▶ Aim of the exercise: Copy the records below word for word, leaving out the pictures.

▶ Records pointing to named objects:
----------------

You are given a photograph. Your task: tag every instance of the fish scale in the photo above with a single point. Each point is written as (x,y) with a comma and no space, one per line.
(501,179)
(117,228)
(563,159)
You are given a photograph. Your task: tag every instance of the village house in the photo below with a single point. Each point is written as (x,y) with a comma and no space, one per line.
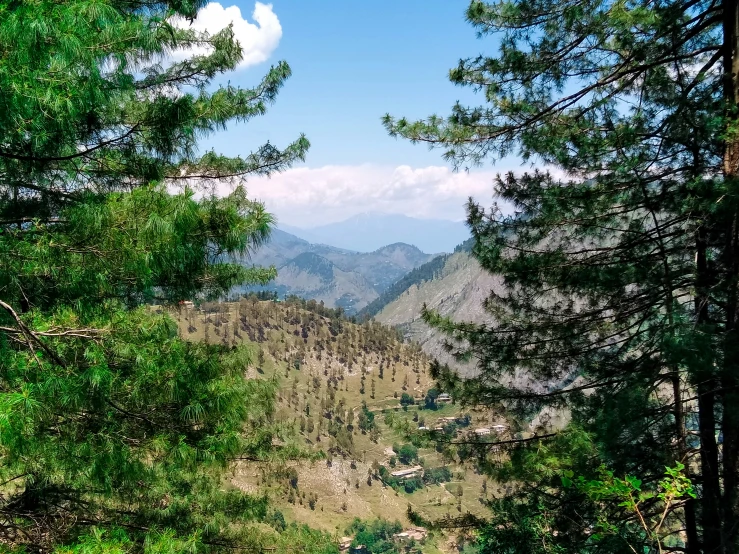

----------------

▶ Correct response:
You are given a photograph. Your task: tag every instance of the fish scale in the photo above with a single point. Each point is written as (x,y) with a comma and no space, one per line.
(501,179)
(117,228)
(563,159)
You are given a photograph. Your task: tag every instance of the village house in the photo below with a single point. Each point is written as (x,y) with a comma and no space, one per line.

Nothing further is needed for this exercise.